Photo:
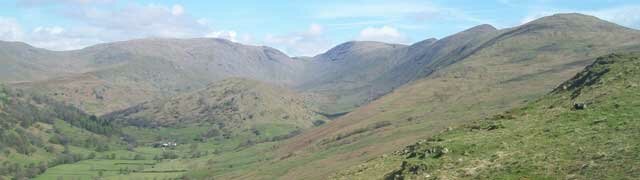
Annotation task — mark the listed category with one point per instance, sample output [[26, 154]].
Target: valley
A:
[[483, 103]]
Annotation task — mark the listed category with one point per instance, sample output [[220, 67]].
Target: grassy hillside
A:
[[149, 67], [227, 108], [38, 133], [508, 69], [547, 139]]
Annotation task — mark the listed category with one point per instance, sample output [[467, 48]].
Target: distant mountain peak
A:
[[573, 21], [482, 28], [351, 47]]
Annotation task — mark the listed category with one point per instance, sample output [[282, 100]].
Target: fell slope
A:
[[231, 105], [546, 139], [149, 67], [339, 80], [511, 67], [37, 133]]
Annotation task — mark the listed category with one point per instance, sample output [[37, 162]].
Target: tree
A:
[[91, 156]]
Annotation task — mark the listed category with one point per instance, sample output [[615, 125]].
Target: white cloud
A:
[[305, 43], [384, 34], [177, 10], [315, 29], [135, 21], [10, 30], [623, 15], [49, 30], [35, 3], [229, 35], [394, 11]]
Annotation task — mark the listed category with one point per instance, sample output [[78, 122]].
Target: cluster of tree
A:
[[18, 171], [166, 155], [21, 111]]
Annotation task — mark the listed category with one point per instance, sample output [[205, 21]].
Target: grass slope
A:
[[546, 139], [514, 66]]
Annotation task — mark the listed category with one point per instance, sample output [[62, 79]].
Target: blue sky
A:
[[295, 27]]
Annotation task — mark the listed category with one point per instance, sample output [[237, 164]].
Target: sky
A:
[[296, 27]]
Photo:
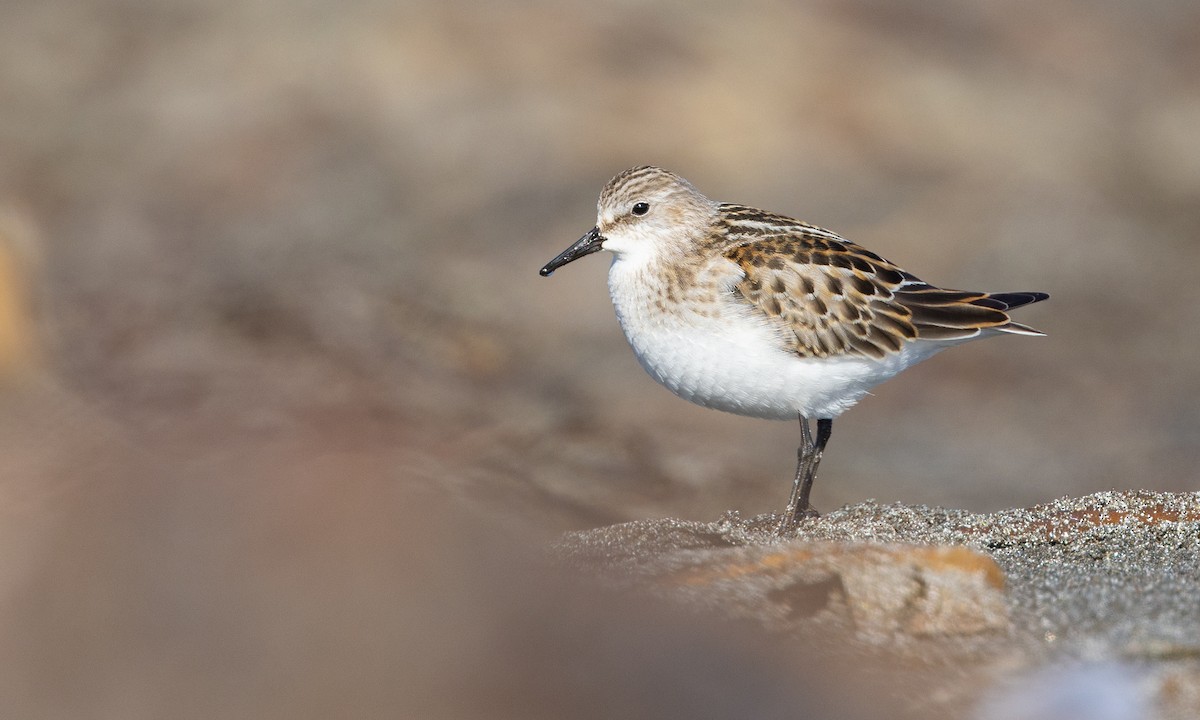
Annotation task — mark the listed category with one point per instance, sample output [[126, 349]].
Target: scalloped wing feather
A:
[[834, 298]]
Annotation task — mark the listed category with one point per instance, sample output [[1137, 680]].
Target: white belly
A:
[[727, 357]]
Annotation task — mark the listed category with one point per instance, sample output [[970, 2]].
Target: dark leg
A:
[[809, 457]]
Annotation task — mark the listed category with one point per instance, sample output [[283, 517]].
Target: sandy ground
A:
[[281, 381]]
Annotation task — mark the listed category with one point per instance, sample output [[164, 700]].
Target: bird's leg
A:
[[803, 455], [809, 457]]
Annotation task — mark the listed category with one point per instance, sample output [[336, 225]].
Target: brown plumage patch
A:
[[834, 298]]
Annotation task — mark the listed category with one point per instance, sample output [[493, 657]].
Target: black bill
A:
[[586, 245]]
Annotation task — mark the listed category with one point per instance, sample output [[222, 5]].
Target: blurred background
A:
[[280, 369]]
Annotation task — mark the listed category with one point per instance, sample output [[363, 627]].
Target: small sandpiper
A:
[[761, 315]]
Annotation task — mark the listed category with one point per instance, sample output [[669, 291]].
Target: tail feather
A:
[[954, 315]]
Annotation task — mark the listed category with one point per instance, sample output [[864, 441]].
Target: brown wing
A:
[[835, 298]]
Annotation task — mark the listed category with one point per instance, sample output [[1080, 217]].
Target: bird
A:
[[761, 315]]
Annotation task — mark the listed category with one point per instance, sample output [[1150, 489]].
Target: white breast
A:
[[725, 354]]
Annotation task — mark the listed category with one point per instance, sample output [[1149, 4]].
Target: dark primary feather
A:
[[835, 298]]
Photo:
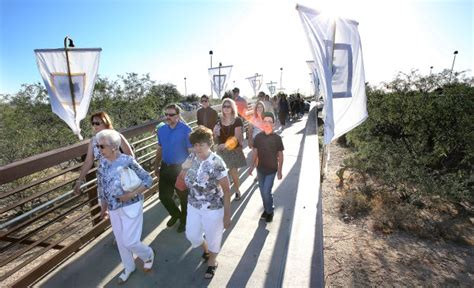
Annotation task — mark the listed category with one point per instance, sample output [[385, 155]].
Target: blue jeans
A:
[[265, 184]]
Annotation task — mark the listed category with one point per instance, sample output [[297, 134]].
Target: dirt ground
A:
[[356, 256]]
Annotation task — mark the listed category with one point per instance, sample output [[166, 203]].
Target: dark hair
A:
[[269, 114], [176, 108], [201, 134], [104, 117]]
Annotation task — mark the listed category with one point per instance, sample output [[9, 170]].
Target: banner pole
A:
[[71, 87], [325, 148]]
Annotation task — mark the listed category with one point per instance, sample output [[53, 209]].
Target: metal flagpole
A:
[[71, 87], [220, 65], [325, 147]]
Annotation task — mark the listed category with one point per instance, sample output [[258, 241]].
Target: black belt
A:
[[164, 164]]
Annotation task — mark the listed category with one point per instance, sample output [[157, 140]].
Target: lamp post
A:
[[281, 77], [210, 54], [452, 66], [185, 88]]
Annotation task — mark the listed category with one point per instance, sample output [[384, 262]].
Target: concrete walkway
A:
[[284, 253]]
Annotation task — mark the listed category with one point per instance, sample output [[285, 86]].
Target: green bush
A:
[[419, 136], [29, 127]]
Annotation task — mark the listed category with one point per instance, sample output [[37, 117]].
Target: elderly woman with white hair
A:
[[125, 208]]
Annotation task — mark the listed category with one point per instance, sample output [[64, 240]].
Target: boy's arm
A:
[[254, 160]]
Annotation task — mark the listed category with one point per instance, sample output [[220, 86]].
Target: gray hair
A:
[[110, 136]]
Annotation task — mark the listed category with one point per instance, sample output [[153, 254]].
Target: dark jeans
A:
[[265, 184], [168, 175]]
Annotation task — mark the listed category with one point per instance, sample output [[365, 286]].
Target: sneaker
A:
[[181, 227], [269, 218], [172, 221]]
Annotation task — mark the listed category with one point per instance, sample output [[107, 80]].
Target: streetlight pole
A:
[[210, 54], [452, 66], [185, 88], [281, 77]]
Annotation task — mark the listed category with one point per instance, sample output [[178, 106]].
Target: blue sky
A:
[[171, 39]]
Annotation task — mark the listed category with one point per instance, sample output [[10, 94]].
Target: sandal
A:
[[205, 256], [238, 196], [210, 272], [149, 263], [123, 277]]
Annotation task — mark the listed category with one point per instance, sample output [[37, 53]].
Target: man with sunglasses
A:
[[173, 149], [206, 115]]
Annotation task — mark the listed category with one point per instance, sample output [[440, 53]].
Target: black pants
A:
[[168, 175]]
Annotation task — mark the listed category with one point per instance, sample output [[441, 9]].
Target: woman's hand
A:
[[227, 221], [187, 164], [104, 213]]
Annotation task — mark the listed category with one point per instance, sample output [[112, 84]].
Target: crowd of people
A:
[[205, 159]]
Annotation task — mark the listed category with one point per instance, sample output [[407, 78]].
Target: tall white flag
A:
[[314, 77], [219, 77], [340, 68], [256, 82], [83, 64]]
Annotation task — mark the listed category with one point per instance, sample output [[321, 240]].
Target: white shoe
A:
[[149, 263], [123, 277]]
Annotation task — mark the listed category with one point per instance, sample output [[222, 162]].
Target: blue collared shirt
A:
[[174, 143]]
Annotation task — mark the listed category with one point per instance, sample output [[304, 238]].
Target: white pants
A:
[[128, 233], [200, 222]]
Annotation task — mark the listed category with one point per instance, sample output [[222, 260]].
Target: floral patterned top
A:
[[108, 180], [202, 180]]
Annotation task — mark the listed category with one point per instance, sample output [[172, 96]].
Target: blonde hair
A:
[[255, 115], [232, 105]]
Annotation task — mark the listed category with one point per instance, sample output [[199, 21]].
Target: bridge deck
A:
[[284, 253]]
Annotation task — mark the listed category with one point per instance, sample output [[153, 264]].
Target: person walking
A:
[[125, 208], [228, 133], [172, 150], [208, 199], [268, 158], [99, 121], [206, 115], [241, 103]]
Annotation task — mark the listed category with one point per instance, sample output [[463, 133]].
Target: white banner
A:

_YOUR TASK_:
Lay out the lines from the start of the records through the line that contains "[[149, 67], [227, 108], [38, 133], [508, 69], [547, 139]]" as a two-column CSV with columns text and answer, one row for each text-and-answer pair. Put each value in a single quoted field with line breaks changed to spaces, and leave the pictures out.

_TASK SOLUTION_:
text,answer
"Photo: Annotation task — mark the listed category with one point per instance, sample output [[26, 154]]. Target: valley A:","[[483, 103]]"
"Annotation task — mark the listed category with one point per instance, sample output [[220, 67]]. Target: grassy hillside A:","[[149, 67], [227, 108], [38, 133], [508, 69], [547, 139]]"